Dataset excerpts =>
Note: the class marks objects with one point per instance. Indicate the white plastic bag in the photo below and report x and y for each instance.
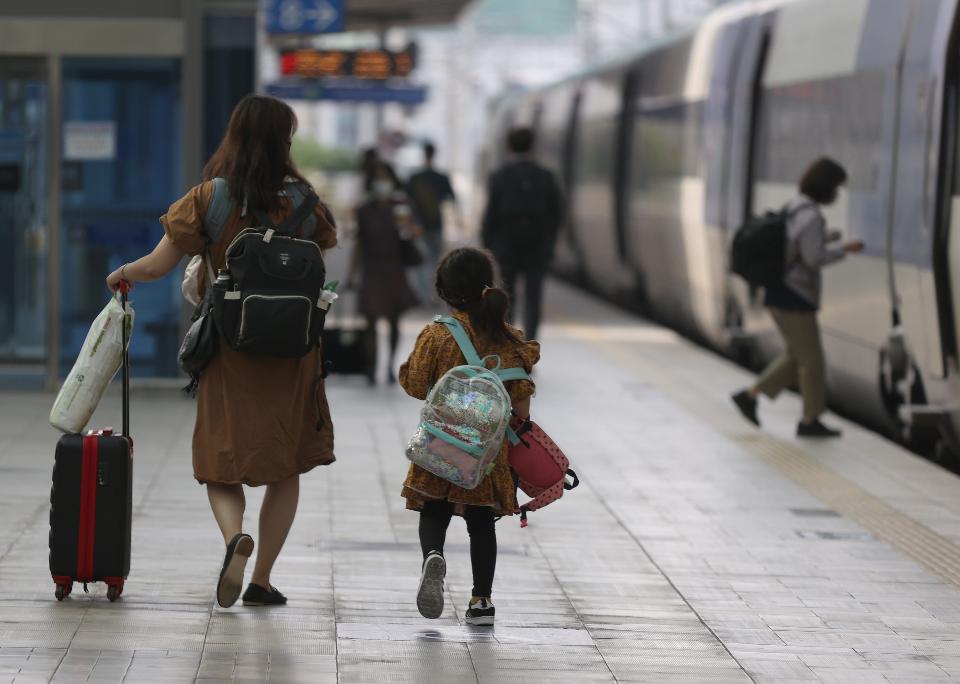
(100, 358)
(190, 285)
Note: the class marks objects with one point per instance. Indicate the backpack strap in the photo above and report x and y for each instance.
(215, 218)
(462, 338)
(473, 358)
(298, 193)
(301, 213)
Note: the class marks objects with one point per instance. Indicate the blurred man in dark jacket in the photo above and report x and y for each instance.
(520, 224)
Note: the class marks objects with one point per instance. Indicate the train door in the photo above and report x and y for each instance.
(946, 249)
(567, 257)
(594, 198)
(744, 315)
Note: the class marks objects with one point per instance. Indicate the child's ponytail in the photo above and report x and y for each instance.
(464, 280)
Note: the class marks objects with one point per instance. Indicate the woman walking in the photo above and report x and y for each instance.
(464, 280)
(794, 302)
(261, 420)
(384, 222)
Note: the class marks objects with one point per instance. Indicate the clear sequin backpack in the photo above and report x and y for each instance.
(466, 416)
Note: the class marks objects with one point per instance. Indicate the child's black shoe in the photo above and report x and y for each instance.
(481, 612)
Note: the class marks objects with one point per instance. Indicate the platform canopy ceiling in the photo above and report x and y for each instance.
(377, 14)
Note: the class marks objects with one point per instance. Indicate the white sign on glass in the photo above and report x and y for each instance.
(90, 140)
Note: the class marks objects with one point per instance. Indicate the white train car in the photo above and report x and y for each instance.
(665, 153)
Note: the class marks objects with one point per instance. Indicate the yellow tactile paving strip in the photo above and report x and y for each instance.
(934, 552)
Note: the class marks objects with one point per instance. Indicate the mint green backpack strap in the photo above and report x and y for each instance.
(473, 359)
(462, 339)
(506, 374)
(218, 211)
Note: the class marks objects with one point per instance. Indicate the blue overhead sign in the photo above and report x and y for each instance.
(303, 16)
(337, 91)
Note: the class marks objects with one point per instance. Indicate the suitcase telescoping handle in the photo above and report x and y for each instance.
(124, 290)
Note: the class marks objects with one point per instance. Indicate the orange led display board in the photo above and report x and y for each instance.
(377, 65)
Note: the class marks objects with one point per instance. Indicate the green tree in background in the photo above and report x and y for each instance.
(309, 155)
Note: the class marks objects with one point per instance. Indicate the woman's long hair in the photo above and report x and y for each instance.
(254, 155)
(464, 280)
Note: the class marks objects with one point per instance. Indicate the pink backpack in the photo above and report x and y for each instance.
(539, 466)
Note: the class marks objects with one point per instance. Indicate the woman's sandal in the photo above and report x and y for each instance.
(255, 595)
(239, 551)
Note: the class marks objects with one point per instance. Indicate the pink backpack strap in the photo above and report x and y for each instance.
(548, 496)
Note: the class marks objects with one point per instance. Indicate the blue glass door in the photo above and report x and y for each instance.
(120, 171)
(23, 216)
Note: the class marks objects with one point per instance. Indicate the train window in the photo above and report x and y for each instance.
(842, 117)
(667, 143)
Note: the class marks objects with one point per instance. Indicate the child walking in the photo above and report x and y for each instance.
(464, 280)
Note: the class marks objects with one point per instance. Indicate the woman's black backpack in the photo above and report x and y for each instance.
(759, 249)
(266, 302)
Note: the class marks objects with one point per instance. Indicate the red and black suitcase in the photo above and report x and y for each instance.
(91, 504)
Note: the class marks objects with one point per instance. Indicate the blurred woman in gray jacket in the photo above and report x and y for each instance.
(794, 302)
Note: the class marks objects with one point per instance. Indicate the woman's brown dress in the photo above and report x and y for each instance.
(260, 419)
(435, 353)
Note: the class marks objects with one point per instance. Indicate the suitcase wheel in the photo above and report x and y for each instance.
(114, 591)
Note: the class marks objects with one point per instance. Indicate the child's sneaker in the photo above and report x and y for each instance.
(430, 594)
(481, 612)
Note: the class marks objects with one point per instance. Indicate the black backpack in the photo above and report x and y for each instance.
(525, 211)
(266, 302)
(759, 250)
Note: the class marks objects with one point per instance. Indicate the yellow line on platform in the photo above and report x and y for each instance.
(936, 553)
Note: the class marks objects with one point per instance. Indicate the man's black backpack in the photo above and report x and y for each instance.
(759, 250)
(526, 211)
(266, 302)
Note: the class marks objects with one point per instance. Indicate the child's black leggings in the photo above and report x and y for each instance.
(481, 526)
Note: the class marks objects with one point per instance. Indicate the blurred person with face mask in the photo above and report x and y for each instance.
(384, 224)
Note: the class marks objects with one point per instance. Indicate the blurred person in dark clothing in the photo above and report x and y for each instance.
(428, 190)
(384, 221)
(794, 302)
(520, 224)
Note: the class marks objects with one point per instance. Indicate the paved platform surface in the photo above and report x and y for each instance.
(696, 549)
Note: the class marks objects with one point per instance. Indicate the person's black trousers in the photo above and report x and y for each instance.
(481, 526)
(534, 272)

...

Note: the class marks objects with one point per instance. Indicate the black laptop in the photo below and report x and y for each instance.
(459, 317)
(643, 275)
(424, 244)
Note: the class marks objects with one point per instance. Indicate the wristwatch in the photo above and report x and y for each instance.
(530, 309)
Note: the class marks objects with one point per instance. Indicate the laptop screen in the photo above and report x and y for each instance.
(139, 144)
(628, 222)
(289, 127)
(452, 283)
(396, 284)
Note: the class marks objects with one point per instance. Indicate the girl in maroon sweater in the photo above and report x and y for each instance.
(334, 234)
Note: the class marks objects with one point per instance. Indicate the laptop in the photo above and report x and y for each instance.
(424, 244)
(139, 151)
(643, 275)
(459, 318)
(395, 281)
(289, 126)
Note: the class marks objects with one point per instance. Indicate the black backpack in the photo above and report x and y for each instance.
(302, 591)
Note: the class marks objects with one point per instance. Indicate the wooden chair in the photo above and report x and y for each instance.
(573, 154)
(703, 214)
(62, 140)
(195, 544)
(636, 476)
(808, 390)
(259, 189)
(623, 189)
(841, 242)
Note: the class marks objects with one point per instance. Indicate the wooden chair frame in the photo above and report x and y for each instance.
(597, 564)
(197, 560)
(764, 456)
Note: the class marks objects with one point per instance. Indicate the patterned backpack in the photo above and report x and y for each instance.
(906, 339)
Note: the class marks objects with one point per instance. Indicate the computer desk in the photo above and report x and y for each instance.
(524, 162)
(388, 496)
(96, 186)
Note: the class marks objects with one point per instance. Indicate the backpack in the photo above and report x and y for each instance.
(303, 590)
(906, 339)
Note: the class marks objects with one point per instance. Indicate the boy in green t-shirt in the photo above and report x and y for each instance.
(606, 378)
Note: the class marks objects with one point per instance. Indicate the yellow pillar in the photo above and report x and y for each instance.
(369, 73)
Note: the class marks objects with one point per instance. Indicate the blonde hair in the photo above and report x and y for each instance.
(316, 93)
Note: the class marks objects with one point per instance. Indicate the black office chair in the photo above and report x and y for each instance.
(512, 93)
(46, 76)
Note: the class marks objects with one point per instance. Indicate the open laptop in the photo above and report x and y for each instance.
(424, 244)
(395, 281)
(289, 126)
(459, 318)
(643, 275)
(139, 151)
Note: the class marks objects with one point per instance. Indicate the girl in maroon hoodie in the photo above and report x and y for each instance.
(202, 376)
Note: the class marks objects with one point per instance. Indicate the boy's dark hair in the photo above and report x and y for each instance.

Exercise brief => Please reproduce, exactly as they appear above, the lines from the line containing "Indicate the open" up to and including the line containing "Indicate the boy's".

Answer section =>
Note: the class marks objects with one point per instance. Indicate the open laptop in the photo above and report x and y for each instance.
(424, 244)
(395, 281)
(289, 126)
(459, 318)
(643, 275)
(139, 151)
Note: the class marks objects with one point per instance. Indicate the girl in maroon hoodie in the photo above and report x and y for each instance.
(202, 376)
Note: the class marks objects with one point per instance. Indicate the boy's dark hair in the photo above and report x and y for each instance.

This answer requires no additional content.